## [TASK TO CARRY OUT]
Copy the data below word for word, taking everything from the line containing "trace: utility pole" down to the line containing "[[1,93],[93,106],[256,96],[255,1],[0,2]]", with both of those lines included.

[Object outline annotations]

'''

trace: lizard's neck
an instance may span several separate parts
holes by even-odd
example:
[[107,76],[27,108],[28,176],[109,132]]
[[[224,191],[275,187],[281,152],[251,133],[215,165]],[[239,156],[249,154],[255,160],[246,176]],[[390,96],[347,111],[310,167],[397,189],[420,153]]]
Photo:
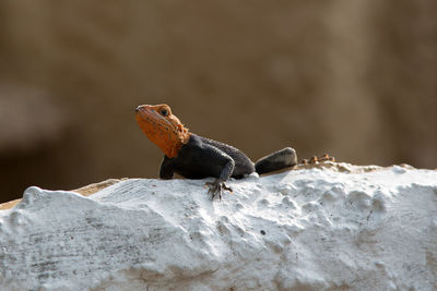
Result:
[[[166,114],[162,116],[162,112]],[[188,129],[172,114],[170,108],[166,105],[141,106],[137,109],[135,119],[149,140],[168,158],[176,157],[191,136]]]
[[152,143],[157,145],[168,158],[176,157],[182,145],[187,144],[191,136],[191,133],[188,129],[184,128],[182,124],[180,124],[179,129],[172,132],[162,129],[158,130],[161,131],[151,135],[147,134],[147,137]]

'''
'''

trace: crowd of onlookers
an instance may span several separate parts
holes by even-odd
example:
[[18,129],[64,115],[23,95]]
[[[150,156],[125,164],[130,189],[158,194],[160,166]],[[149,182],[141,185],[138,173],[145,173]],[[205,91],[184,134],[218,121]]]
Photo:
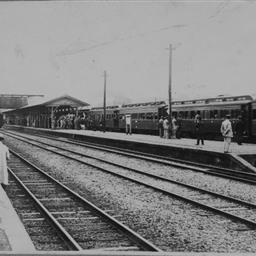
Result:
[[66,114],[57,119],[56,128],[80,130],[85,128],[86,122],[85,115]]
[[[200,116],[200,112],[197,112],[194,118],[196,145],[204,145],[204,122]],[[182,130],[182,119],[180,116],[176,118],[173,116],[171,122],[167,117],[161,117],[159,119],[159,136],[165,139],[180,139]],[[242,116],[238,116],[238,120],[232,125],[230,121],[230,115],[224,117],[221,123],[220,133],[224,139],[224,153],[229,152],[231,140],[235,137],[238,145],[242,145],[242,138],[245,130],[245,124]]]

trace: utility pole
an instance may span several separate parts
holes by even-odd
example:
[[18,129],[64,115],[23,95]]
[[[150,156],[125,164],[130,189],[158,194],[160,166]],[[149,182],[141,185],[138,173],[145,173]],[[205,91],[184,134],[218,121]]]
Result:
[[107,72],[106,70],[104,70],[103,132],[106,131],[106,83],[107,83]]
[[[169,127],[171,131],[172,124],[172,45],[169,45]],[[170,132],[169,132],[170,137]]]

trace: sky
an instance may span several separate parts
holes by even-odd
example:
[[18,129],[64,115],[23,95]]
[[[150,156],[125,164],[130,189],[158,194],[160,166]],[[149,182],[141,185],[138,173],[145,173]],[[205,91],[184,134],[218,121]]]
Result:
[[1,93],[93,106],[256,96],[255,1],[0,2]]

'''

## [EXERCISE OUTPUT]
trace: utility pole
an instance may span several separate parts
holes by even-odd
example:
[[18,129],[64,115],[23,95]]
[[[150,156],[125,164],[130,189],[158,194],[160,166]],[[149,182],[141,185],[138,173],[145,173]],[[205,91],[184,134],[218,121]]]
Result:
[[107,72],[106,70],[104,70],[103,132],[106,131],[106,83],[107,83]]
[[[169,127],[171,131],[172,124],[172,45],[169,45]],[[170,132],[169,132],[170,137]]]

trace: sky
an instance may span several separate parts
holes by even-odd
example:
[[18,129],[64,115],[23,95]]
[[[150,156],[125,164],[130,189],[158,194],[160,166]],[[149,182],[141,185],[138,173],[145,173]],[[205,91],[184,134],[218,121]]]
Result:
[[1,93],[93,106],[256,96],[255,1],[0,2]]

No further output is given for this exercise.